Please format the lines below, from the line containing "Annotation task — tag the asphalt" through the line containing "[(205, 620)]", inclusive, as a numbered list with any blank lines left out.
--- Begin MATERIAL TO PROCESS ---
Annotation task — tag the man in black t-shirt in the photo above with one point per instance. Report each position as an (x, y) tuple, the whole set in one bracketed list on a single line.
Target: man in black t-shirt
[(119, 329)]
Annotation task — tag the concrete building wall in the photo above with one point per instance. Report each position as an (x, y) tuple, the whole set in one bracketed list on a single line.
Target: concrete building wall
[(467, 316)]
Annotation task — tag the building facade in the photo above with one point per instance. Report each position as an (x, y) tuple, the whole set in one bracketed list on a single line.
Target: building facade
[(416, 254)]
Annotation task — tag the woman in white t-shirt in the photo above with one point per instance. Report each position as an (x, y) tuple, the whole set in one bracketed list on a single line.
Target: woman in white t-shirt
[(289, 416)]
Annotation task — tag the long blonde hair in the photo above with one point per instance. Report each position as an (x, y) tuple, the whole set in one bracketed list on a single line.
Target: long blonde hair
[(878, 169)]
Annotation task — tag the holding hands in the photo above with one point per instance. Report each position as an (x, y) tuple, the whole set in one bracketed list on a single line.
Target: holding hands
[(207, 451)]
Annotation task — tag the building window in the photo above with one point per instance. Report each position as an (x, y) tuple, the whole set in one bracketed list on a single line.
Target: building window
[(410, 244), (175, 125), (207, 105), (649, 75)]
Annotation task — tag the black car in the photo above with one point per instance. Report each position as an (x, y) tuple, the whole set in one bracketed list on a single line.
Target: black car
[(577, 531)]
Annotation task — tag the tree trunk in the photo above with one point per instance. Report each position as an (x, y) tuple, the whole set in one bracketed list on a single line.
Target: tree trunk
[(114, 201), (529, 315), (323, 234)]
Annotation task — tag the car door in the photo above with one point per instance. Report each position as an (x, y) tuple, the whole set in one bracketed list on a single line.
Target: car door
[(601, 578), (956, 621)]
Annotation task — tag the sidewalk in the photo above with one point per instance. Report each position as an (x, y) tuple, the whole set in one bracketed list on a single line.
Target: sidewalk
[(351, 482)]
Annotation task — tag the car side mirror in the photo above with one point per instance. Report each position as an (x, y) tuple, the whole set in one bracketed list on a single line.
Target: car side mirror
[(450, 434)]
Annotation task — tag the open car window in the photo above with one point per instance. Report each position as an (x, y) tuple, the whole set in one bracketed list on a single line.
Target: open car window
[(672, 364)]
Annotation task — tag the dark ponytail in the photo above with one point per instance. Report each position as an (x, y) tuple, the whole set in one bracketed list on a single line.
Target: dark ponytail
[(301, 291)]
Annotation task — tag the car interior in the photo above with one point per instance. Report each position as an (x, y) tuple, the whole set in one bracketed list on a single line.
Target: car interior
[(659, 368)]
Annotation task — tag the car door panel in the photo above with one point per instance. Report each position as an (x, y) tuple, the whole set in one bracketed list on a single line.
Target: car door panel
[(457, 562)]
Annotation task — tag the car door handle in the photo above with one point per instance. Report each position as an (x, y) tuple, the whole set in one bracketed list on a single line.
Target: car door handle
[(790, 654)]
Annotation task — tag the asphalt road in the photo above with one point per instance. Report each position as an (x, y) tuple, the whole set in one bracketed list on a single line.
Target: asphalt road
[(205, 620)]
--- End MATERIAL TO PROCESS ---
--- Begin MATERIAL TO PROCESS ---
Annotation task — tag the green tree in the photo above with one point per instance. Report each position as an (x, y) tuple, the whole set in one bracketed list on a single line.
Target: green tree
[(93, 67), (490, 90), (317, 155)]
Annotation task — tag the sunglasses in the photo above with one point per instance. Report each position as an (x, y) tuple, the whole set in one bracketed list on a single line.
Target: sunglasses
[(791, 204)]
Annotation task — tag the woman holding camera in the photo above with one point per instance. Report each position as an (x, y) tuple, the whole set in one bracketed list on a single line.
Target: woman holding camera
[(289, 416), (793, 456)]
--- End MATERIAL TO PROCESS ---
--- Begin MATERIAL TO PROCESS ---
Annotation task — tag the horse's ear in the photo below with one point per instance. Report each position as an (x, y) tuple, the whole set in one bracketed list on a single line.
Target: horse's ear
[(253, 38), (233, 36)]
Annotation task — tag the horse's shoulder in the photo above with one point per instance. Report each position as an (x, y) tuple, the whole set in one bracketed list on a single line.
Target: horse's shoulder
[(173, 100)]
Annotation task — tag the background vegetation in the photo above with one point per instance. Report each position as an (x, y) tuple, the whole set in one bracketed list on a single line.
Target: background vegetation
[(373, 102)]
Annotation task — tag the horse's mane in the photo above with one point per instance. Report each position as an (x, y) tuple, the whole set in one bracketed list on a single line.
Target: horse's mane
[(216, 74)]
--- End MATERIAL TO PROCESS ---
_THE SOLUTION_
1. Annotation task — tag the asphalt road in the photo above with one point per instance. Report each position as an (x, y) tuple, the whole set in one bracketed list on a single line.
2. Target: asphalt road
3. [(205, 620)]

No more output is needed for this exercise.